Image point grounding data:
------------------------------------------------------------
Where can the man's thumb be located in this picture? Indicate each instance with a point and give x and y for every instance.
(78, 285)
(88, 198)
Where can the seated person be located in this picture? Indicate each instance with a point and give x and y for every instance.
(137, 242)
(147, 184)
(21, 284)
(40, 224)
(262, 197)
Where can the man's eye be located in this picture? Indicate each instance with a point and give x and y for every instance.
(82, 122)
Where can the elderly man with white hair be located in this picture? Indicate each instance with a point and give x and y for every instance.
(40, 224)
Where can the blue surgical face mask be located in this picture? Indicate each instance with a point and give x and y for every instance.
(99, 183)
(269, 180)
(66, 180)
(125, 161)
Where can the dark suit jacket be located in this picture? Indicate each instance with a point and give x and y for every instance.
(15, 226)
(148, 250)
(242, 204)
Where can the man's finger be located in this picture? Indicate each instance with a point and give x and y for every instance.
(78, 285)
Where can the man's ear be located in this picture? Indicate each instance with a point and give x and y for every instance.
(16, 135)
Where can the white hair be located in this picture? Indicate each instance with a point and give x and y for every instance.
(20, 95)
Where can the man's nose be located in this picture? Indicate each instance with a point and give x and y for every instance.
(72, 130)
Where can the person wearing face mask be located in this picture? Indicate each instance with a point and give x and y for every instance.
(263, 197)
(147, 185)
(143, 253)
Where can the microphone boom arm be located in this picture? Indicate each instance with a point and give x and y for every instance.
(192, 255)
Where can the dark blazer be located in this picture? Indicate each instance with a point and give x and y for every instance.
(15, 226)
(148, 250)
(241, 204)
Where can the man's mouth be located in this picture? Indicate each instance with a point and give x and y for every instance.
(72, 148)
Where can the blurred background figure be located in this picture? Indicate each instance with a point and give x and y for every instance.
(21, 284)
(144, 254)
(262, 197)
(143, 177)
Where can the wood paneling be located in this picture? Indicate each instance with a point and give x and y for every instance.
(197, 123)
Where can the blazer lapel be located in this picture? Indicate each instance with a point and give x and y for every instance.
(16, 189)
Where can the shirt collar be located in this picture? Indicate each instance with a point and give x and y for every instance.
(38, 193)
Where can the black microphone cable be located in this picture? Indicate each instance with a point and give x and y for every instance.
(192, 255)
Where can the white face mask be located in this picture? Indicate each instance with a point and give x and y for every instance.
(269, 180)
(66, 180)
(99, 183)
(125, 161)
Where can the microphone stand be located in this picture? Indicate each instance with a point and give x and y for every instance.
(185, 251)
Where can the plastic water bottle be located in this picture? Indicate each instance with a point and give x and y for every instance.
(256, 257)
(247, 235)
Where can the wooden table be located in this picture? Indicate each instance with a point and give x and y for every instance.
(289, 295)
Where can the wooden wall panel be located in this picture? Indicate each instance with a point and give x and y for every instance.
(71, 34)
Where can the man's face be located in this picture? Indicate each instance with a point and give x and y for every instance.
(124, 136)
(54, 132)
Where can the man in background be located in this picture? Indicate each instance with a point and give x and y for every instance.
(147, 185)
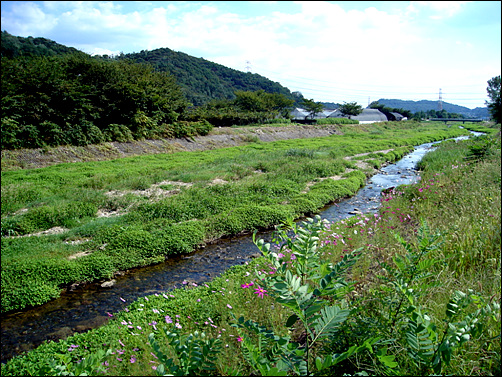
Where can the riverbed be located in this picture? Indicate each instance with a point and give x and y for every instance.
(86, 307)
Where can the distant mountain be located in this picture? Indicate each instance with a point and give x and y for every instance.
(425, 105)
(13, 46)
(200, 80)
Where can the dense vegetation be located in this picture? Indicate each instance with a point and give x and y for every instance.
(76, 99)
(412, 290)
(430, 108)
(271, 177)
(203, 81)
(55, 95)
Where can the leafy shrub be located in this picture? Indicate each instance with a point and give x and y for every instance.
------------------------------------------------------------
Give back the lines above exactly, from the one with "Where can the distant" through the last line.

Where can the distant mountain be located in this picture? Indicate each instance with a point and give x and y for every instance.
(425, 105)
(13, 46)
(200, 80)
Where can the dense vegetation be located in this picture? Indicate each instance with a point and give x and y for every instance.
(76, 99)
(412, 290)
(430, 108)
(271, 177)
(203, 81)
(55, 95)
Where can the leafy shrub be located in this picture? Indicate each instance with a point and give x and y for every instance.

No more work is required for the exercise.